--- Dataset entries ---

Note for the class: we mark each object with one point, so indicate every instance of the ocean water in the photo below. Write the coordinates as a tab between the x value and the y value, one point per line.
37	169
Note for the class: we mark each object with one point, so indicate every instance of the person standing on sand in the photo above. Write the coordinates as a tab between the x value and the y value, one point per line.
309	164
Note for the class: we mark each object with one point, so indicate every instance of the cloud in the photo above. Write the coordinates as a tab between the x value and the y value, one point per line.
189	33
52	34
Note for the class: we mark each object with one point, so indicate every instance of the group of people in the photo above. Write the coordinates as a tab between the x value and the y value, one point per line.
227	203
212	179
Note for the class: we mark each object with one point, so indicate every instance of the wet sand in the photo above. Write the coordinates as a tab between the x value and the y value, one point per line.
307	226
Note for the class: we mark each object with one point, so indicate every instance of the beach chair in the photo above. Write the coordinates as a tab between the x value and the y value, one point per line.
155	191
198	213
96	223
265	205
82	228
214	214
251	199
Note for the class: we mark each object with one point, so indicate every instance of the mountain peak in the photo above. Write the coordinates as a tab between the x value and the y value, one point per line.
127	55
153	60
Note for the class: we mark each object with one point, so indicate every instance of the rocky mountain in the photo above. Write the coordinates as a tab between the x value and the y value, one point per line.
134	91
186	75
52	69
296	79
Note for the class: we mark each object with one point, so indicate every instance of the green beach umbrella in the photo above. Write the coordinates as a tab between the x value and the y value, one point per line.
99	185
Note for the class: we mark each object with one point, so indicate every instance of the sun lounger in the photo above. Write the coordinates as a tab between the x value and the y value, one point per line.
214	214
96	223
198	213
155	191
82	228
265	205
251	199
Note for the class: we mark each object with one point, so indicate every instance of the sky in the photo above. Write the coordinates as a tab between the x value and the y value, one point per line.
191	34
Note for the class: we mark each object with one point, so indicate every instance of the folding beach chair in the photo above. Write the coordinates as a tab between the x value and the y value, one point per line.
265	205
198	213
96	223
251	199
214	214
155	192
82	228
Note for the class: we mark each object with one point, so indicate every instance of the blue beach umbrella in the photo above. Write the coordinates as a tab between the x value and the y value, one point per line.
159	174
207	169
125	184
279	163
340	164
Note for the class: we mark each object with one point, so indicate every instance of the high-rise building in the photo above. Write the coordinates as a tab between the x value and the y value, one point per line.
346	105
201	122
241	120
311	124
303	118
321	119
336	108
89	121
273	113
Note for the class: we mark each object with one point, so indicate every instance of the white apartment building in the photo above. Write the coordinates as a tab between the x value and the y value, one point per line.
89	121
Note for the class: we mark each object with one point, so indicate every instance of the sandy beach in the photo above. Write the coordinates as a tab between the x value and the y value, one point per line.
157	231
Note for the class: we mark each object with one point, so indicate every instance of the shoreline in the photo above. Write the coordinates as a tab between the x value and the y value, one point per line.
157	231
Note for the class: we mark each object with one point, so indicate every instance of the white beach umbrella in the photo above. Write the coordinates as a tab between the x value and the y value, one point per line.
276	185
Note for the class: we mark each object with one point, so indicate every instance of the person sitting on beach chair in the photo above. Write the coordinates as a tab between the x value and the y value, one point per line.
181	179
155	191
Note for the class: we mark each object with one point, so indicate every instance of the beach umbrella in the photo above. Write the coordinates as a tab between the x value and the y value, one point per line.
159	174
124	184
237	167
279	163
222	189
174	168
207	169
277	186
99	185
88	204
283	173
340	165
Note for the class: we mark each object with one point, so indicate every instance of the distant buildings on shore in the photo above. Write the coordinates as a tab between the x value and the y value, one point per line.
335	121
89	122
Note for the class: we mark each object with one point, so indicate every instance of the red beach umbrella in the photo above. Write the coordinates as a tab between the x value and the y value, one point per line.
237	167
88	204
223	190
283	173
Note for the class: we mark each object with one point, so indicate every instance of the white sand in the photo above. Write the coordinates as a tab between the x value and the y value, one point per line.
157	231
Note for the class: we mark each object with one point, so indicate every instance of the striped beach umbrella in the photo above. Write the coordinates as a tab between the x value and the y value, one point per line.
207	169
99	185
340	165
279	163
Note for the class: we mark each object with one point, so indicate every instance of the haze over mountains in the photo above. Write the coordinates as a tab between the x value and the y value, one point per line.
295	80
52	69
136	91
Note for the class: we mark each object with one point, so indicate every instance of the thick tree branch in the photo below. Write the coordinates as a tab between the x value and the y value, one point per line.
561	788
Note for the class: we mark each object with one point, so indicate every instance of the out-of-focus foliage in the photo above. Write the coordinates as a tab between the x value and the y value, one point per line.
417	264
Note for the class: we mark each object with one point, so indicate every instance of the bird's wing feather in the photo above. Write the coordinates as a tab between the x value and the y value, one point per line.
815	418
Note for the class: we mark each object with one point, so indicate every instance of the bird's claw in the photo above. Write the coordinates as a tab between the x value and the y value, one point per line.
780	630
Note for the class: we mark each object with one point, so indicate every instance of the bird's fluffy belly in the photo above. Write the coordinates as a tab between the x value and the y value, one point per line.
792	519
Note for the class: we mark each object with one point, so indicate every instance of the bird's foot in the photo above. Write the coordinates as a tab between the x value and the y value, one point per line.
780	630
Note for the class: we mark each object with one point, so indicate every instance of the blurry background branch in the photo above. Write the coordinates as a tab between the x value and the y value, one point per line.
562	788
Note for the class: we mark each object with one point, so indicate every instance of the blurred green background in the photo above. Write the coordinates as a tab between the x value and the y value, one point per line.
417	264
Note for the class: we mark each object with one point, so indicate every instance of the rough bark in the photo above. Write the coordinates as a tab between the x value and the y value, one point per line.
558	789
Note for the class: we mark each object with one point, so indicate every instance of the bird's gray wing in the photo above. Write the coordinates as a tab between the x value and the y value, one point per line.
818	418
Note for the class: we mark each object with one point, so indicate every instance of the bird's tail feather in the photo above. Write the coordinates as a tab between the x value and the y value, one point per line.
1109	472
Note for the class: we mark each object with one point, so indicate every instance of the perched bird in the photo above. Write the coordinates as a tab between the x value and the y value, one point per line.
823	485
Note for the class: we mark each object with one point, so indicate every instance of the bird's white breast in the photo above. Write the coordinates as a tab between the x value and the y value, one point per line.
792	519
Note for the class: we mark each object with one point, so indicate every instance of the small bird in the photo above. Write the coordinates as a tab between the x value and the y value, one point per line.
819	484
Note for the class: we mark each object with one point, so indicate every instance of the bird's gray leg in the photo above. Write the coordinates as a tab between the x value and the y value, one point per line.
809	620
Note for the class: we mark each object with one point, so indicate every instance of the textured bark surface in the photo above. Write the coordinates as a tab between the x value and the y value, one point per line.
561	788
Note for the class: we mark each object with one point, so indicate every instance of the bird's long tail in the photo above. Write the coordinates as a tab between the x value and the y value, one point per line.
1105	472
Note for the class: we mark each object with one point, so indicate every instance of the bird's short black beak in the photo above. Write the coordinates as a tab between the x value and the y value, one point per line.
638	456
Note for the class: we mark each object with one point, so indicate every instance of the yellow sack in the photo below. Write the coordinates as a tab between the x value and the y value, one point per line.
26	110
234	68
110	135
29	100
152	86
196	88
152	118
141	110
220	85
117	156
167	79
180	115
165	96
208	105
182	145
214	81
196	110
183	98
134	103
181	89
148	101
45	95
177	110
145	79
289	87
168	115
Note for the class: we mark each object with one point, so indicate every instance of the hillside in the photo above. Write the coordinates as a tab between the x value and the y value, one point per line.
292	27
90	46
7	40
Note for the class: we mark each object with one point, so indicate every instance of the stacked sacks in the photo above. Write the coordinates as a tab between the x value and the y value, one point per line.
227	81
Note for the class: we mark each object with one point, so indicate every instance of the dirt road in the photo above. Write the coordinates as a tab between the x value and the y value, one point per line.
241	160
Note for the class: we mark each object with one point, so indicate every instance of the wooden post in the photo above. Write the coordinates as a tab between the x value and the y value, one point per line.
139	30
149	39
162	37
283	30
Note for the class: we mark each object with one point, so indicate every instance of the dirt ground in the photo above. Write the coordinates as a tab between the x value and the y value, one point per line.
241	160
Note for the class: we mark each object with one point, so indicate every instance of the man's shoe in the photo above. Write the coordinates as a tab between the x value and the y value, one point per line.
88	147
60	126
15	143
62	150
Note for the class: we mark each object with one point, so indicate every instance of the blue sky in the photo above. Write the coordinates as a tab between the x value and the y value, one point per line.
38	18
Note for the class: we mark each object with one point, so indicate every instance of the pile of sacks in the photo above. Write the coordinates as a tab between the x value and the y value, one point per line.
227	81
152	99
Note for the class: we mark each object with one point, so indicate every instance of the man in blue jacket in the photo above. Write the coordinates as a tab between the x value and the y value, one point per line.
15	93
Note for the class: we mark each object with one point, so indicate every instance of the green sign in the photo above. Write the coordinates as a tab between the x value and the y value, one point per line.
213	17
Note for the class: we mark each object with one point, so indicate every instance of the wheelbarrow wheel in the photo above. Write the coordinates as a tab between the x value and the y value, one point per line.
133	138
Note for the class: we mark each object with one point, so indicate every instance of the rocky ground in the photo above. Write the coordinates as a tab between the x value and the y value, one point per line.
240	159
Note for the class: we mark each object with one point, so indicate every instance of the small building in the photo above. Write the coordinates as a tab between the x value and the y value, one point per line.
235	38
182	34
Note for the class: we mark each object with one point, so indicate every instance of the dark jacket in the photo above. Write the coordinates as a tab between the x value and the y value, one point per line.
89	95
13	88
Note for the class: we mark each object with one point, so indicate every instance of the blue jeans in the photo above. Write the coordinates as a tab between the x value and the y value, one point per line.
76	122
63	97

---

What you should do
Would you give again, word for word, every line from the one with "the rocky ground" through the final line of the listing above?

Result for this task
Note for the class: we mark each object with one point, so indicate every instance of the rocky ground in the photo above. Write the coordinates as a tab between the x value and the y value, one point per line.
240	159
Note for the class: we mark each object with one point, so indicate every instance of the small building in the photo above. Write the coordinates as a tab between the x value and the y value, one point per line.
235	38
182	34
Note for the class: we mark each object with one point, so indicate every instance of the dark jacket in the photo above. Write the coordinates as a tab between the x value and the y value, one point per line.
89	95
13	88
Note for the class: we mark each object with one point, so indicate every instance of the blue jeans in the photo above. Write the coordinates as a tab between the x value and the y value, one point per line.
76	122
63	97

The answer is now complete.